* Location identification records
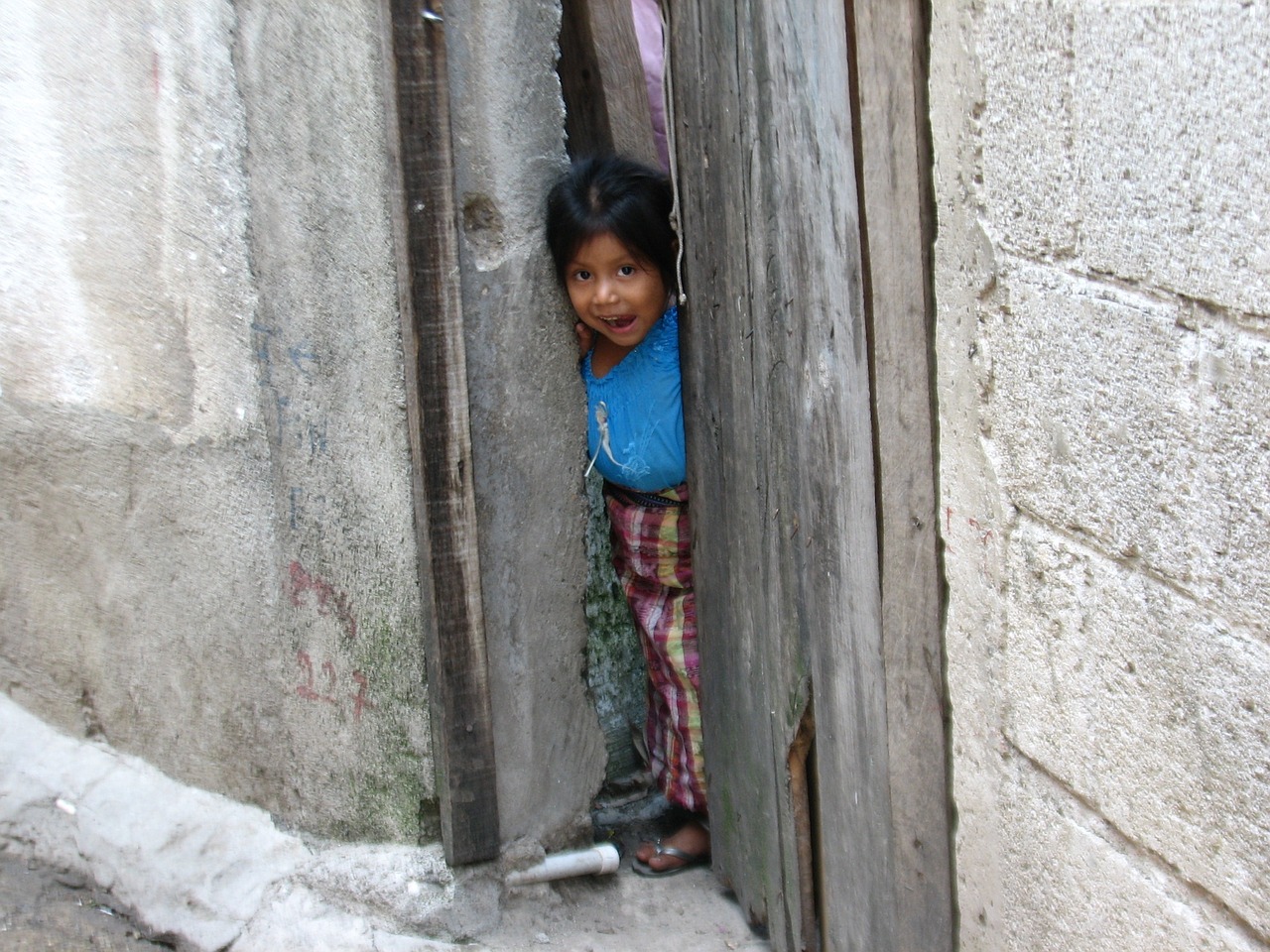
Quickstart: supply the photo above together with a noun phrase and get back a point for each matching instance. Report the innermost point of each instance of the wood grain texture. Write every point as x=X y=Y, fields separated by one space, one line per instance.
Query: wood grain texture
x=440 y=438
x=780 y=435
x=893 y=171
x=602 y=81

* Task details
Rewrite the records with "innermost" changed to "most central" and nothing else altered, leaving out the pictures.

* Written solution
Quickstart: supply the photo above together with a noun phrase and get back a point for each matching instance. Report the most central point of each instance of the wood grain texture. Write every point as x=X y=Y, fields separated by one space, one line per instance.
Query: wood grain texture
x=440 y=438
x=780 y=435
x=893 y=171
x=602 y=81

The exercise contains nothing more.